Short exercise:
How many lines in the records below contain the word "pork"? Give only the number.
================================
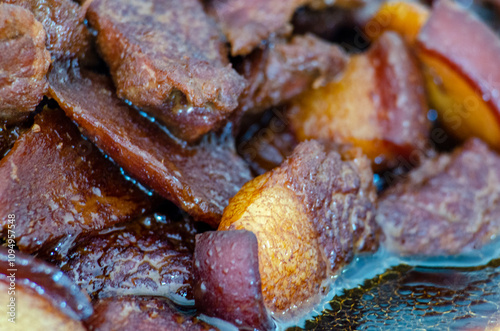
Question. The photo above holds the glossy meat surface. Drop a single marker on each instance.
(199, 179)
(227, 279)
(284, 69)
(310, 216)
(23, 63)
(248, 23)
(449, 205)
(150, 256)
(45, 299)
(60, 186)
(141, 313)
(63, 20)
(169, 58)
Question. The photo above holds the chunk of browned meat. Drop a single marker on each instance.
(63, 21)
(247, 23)
(141, 313)
(8, 136)
(24, 61)
(310, 216)
(169, 58)
(449, 205)
(60, 186)
(45, 299)
(200, 179)
(227, 279)
(284, 69)
(150, 256)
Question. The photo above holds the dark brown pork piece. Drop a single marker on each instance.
(141, 313)
(267, 142)
(8, 136)
(38, 296)
(63, 21)
(310, 216)
(227, 279)
(451, 204)
(60, 186)
(283, 70)
(247, 23)
(150, 256)
(169, 58)
(24, 62)
(200, 179)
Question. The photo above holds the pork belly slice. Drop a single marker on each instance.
(148, 256)
(169, 58)
(60, 186)
(284, 69)
(200, 179)
(227, 279)
(310, 216)
(43, 297)
(132, 313)
(24, 62)
(63, 20)
(450, 205)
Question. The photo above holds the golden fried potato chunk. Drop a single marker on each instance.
(310, 216)
(378, 105)
(403, 17)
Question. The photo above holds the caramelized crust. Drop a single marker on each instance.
(310, 216)
(44, 299)
(60, 186)
(449, 205)
(283, 70)
(141, 313)
(24, 61)
(378, 105)
(152, 256)
(169, 58)
(63, 21)
(227, 279)
(459, 54)
(200, 179)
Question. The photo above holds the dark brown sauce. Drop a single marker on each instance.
(432, 294)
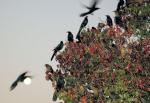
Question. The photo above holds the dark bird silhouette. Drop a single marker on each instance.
(60, 83)
(49, 68)
(91, 9)
(109, 20)
(58, 48)
(120, 4)
(70, 36)
(83, 24)
(114, 95)
(20, 78)
(118, 21)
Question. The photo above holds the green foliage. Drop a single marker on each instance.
(97, 70)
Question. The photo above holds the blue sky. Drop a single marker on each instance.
(29, 30)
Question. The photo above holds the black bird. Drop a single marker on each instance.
(20, 78)
(83, 24)
(57, 48)
(91, 9)
(60, 83)
(118, 21)
(70, 36)
(49, 68)
(114, 95)
(120, 4)
(109, 21)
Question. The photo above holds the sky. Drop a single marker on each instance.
(29, 31)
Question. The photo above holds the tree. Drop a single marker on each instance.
(111, 64)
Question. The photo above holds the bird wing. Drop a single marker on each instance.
(14, 84)
(84, 14)
(94, 3)
(22, 75)
(59, 46)
(49, 68)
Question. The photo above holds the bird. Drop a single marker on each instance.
(119, 5)
(83, 24)
(60, 83)
(20, 78)
(91, 9)
(70, 36)
(118, 21)
(114, 95)
(49, 68)
(57, 48)
(109, 21)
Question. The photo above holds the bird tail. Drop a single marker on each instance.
(83, 14)
(53, 55)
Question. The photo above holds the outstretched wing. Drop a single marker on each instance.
(14, 84)
(84, 14)
(49, 68)
(22, 75)
(94, 3)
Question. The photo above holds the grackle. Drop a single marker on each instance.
(20, 78)
(91, 9)
(109, 21)
(83, 24)
(57, 48)
(70, 36)
(120, 4)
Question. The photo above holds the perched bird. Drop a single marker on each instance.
(49, 68)
(91, 9)
(118, 21)
(109, 21)
(120, 4)
(58, 48)
(114, 95)
(70, 36)
(83, 24)
(60, 83)
(20, 78)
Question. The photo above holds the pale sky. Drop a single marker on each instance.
(29, 30)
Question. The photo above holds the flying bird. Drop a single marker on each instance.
(20, 78)
(120, 4)
(57, 48)
(118, 21)
(70, 36)
(60, 83)
(109, 21)
(83, 24)
(91, 9)
(49, 68)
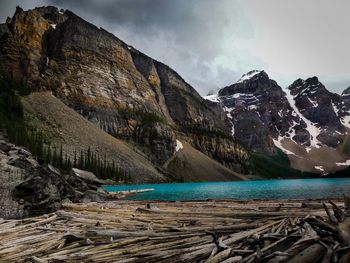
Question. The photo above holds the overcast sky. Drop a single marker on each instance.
(211, 43)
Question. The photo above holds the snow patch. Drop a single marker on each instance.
(213, 98)
(311, 127)
(179, 146)
(278, 144)
(346, 163)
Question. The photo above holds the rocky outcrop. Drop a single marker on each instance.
(318, 105)
(28, 188)
(124, 92)
(305, 120)
(259, 112)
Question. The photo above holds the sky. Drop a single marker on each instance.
(212, 43)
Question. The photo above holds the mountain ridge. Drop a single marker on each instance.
(300, 119)
(121, 90)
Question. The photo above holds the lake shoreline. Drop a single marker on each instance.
(190, 231)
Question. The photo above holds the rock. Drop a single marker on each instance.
(4, 146)
(94, 196)
(142, 101)
(86, 176)
(44, 191)
(22, 162)
(53, 169)
(28, 189)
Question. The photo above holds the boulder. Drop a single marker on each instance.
(94, 196)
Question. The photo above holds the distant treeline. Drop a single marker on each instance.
(12, 123)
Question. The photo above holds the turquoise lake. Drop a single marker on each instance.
(242, 190)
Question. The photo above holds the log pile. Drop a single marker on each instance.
(211, 231)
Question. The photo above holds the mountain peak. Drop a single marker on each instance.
(346, 92)
(251, 75)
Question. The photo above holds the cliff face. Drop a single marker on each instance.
(124, 92)
(305, 121)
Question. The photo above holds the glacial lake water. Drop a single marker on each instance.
(242, 190)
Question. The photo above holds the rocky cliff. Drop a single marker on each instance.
(124, 92)
(305, 120)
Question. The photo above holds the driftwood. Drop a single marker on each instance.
(212, 231)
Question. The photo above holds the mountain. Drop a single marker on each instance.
(305, 121)
(143, 104)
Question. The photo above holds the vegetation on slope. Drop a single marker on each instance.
(13, 124)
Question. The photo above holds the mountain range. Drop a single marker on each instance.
(92, 91)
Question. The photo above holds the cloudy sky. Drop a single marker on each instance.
(211, 43)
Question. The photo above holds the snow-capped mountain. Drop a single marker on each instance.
(304, 120)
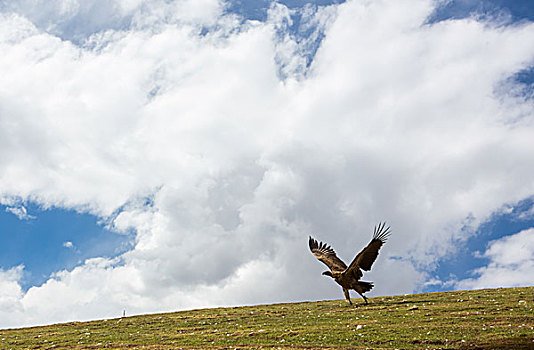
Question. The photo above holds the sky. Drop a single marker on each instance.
(162, 155)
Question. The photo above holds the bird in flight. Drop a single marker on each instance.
(349, 277)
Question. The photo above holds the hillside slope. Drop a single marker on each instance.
(479, 319)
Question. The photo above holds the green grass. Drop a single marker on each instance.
(478, 319)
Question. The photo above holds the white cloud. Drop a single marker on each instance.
(20, 212)
(511, 263)
(395, 120)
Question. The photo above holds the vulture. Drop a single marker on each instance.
(349, 277)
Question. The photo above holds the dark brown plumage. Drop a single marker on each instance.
(349, 277)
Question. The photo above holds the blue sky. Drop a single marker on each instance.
(249, 125)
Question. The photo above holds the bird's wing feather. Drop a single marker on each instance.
(365, 259)
(325, 254)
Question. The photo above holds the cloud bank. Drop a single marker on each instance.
(216, 142)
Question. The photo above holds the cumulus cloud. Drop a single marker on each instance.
(244, 149)
(20, 212)
(511, 263)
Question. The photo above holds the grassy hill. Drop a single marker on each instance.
(478, 319)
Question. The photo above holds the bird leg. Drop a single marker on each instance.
(347, 296)
(364, 298)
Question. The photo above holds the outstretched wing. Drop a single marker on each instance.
(326, 255)
(365, 259)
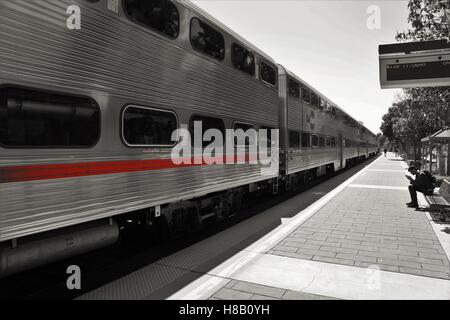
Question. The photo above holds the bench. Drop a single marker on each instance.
(437, 201)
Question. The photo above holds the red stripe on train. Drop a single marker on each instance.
(73, 170)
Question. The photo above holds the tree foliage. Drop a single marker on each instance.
(420, 111)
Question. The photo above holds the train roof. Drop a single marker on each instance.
(209, 18)
(293, 75)
(206, 16)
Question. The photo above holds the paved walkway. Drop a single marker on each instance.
(359, 241)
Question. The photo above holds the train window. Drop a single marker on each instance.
(38, 119)
(294, 88)
(207, 123)
(306, 95)
(321, 141)
(322, 104)
(314, 99)
(243, 59)
(268, 74)
(333, 142)
(207, 39)
(306, 140)
(269, 136)
(159, 15)
(333, 111)
(314, 140)
(250, 137)
(294, 139)
(144, 127)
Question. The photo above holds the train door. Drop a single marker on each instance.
(341, 149)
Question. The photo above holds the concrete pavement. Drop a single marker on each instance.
(359, 241)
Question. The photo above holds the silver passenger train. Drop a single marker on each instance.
(87, 113)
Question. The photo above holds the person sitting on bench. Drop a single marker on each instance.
(422, 183)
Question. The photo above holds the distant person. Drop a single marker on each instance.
(424, 183)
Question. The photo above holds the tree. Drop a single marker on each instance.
(420, 111)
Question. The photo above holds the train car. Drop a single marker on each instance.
(88, 111)
(318, 137)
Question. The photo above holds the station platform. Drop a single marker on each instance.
(356, 241)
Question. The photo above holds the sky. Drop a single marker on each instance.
(325, 42)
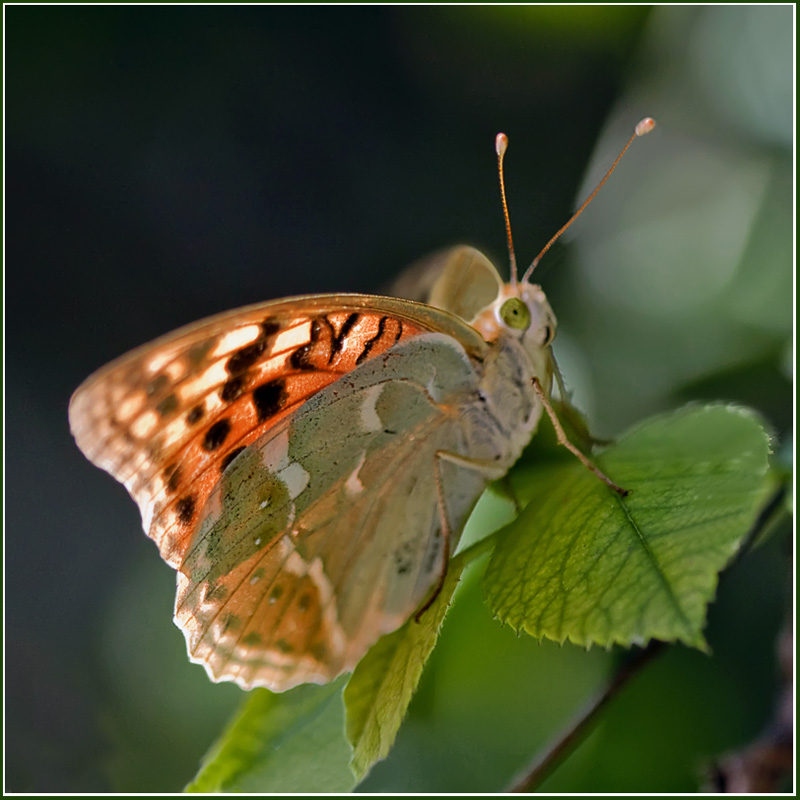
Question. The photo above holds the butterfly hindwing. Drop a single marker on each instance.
(327, 532)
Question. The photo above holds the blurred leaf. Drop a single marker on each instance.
(583, 564)
(290, 742)
(386, 678)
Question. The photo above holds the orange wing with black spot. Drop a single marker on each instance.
(167, 419)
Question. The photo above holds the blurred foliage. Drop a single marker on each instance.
(170, 153)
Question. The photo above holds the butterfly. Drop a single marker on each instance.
(307, 465)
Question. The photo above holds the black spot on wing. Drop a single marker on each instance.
(233, 388)
(196, 414)
(228, 458)
(185, 509)
(269, 398)
(370, 343)
(216, 435)
(301, 358)
(243, 359)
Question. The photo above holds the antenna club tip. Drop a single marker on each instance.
(645, 126)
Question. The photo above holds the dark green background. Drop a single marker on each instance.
(166, 163)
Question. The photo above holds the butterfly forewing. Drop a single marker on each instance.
(329, 531)
(168, 418)
(283, 457)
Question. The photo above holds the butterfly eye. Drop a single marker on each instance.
(515, 314)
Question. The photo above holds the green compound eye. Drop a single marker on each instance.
(515, 314)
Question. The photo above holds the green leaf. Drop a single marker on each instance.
(290, 742)
(582, 563)
(385, 680)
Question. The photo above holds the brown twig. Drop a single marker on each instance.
(765, 757)
(542, 766)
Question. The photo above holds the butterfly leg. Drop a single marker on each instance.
(563, 440)
(487, 468)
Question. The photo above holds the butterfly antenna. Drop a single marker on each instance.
(645, 126)
(500, 145)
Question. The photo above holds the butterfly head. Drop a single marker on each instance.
(520, 311)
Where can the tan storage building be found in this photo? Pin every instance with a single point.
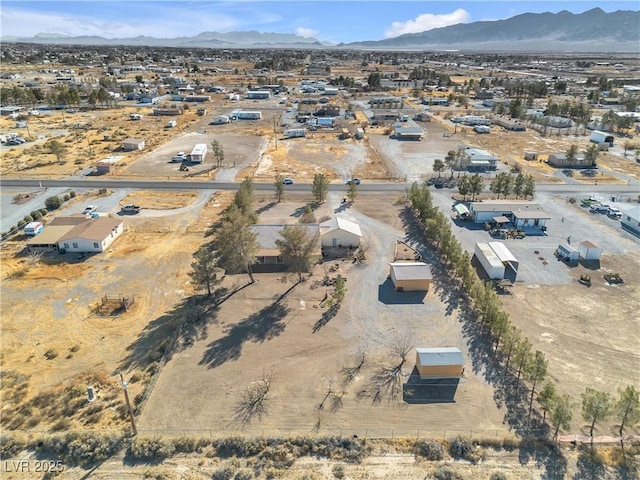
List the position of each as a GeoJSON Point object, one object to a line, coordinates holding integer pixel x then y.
{"type": "Point", "coordinates": [410, 276]}
{"type": "Point", "coordinates": [440, 362]}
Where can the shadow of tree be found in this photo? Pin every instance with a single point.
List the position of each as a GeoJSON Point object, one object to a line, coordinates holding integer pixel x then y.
{"type": "Point", "coordinates": [326, 317]}
{"type": "Point", "coordinates": [509, 391]}
{"type": "Point", "coordinates": [258, 327]}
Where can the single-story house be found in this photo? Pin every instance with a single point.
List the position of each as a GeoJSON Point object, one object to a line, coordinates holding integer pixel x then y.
{"type": "Point", "coordinates": [440, 362]}
{"type": "Point", "coordinates": [131, 144]}
{"type": "Point", "coordinates": [268, 252]}
{"type": "Point", "coordinates": [560, 160]}
{"type": "Point", "coordinates": [589, 251]}
{"type": "Point", "coordinates": [92, 235]}
{"type": "Point", "coordinates": [521, 213]}
{"type": "Point", "coordinates": [631, 219]}
{"type": "Point", "coordinates": [339, 232]}
{"type": "Point", "coordinates": [477, 160]}
{"type": "Point", "coordinates": [402, 131]}
{"type": "Point", "coordinates": [410, 276]}
{"type": "Point", "coordinates": [496, 258]}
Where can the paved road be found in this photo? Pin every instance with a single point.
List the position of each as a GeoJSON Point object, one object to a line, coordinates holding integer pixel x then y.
{"type": "Point", "coordinates": [299, 187]}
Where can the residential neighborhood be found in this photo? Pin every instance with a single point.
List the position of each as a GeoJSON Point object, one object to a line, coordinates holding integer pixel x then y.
{"type": "Point", "coordinates": [345, 255]}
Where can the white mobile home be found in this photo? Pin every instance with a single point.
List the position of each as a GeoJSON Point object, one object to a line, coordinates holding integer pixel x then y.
{"type": "Point", "coordinates": [295, 132]}
{"type": "Point", "coordinates": [496, 258]}
{"type": "Point", "coordinates": [199, 153]}
{"type": "Point", "coordinates": [631, 220]}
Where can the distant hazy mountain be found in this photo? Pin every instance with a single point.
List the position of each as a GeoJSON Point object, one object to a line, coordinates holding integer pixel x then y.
{"type": "Point", "coordinates": [593, 30]}
{"type": "Point", "coordinates": [204, 39]}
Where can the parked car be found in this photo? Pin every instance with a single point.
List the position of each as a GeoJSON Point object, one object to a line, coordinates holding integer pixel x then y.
{"type": "Point", "coordinates": [599, 208]}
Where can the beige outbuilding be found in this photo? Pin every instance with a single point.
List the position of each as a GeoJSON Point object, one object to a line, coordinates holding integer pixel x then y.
{"type": "Point", "coordinates": [440, 362]}
{"type": "Point", "coordinates": [410, 276]}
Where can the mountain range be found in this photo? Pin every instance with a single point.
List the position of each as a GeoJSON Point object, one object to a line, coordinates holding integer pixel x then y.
{"type": "Point", "coordinates": [590, 31]}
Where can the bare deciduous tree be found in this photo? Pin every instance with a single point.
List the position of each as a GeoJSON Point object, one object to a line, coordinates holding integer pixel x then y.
{"type": "Point", "coordinates": [254, 400]}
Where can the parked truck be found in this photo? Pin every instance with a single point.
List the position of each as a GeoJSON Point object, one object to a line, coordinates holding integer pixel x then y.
{"type": "Point", "coordinates": [601, 137]}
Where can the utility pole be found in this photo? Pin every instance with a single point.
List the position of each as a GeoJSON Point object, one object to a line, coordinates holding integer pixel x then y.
{"type": "Point", "coordinates": [126, 399]}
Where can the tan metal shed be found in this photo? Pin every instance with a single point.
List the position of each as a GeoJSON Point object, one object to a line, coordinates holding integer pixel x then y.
{"type": "Point", "coordinates": [440, 362]}
{"type": "Point", "coordinates": [410, 276]}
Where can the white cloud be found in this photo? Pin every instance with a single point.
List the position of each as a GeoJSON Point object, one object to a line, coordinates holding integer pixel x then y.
{"type": "Point", "coordinates": [427, 21]}
{"type": "Point", "coordinates": [123, 23]}
{"type": "Point", "coordinates": [306, 32]}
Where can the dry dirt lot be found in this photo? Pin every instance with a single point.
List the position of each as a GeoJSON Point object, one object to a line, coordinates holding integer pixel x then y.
{"type": "Point", "coordinates": [249, 335]}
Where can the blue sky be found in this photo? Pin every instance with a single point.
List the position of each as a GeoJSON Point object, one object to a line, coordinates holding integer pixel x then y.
{"type": "Point", "coordinates": [328, 20]}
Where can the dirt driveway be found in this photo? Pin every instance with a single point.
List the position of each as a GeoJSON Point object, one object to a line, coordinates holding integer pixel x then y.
{"type": "Point", "coordinates": [250, 335]}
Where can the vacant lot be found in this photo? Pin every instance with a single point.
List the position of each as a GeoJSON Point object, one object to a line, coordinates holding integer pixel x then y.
{"type": "Point", "coordinates": [305, 350]}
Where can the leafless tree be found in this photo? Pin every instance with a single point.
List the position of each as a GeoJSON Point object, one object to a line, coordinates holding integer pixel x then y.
{"type": "Point", "coordinates": [350, 373]}
{"type": "Point", "coordinates": [387, 379]}
{"type": "Point", "coordinates": [254, 400]}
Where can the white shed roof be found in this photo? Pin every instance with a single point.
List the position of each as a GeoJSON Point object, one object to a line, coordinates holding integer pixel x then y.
{"type": "Point", "coordinates": [503, 253]}
{"type": "Point", "coordinates": [337, 223]}
{"type": "Point", "coordinates": [440, 356]}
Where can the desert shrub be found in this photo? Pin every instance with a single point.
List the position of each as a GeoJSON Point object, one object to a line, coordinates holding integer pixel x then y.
{"type": "Point", "coordinates": [224, 473]}
{"type": "Point", "coordinates": [338, 471]}
{"type": "Point", "coordinates": [11, 445]}
{"type": "Point", "coordinates": [445, 473]}
{"type": "Point", "coordinates": [244, 474]}
{"type": "Point", "coordinates": [50, 354]}
{"type": "Point", "coordinates": [53, 203]}
{"type": "Point", "coordinates": [150, 448]}
{"type": "Point", "coordinates": [430, 450]}
{"type": "Point", "coordinates": [460, 448]}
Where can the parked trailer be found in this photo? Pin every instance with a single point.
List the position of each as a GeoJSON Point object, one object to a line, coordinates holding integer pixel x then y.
{"type": "Point", "coordinates": [601, 137]}
{"type": "Point", "coordinates": [295, 132]}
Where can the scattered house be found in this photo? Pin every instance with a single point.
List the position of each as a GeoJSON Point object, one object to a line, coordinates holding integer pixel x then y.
{"type": "Point", "coordinates": [631, 220]}
{"type": "Point", "coordinates": [244, 115]}
{"type": "Point", "coordinates": [386, 102]}
{"type": "Point", "coordinates": [477, 160]}
{"type": "Point", "coordinates": [439, 362]}
{"type": "Point", "coordinates": [496, 258]}
{"type": "Point", "coordinates": [519, 212]}
{"type": "Point", "coordinates": [589, 251]}
{"type": "Point", "coordinates": [258, 94]}
{"type": "Point", "coordinates": [268, 254]}
{"type": "Point", "coordinates": [402, 131]}
{"type": "Point", "coordinates": [410, 276]}
{"type": "Point", "coordinates": [338, 232]}
{"type": "Point", "coordinates": [107, 165]}
{"type": "Point", "coordinates": [131, 144]}
{"type": "Point", "coordinates": [560, 160]}
{"type": "Point", "coordinates": [199, 153]}
{"type": "Point", "coordinates": [92, 235]}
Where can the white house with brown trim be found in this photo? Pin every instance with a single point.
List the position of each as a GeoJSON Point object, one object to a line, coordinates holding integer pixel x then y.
{"type": "Point", "coordinates": [92, 235]}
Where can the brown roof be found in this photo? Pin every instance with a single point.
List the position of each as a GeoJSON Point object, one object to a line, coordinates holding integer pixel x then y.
{"type": "Point", "coordinates": [96, 229]}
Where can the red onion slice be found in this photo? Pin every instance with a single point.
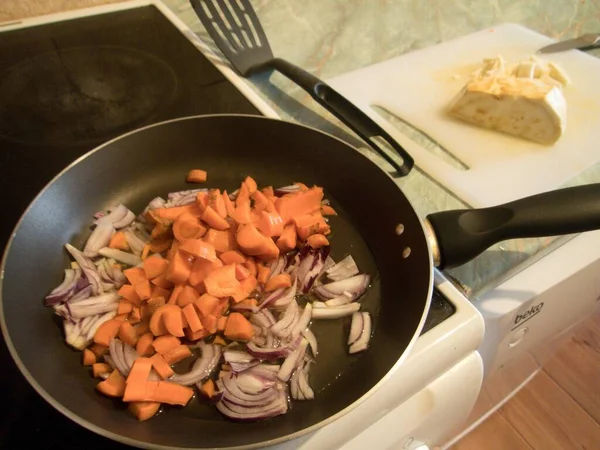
================================
Result:
2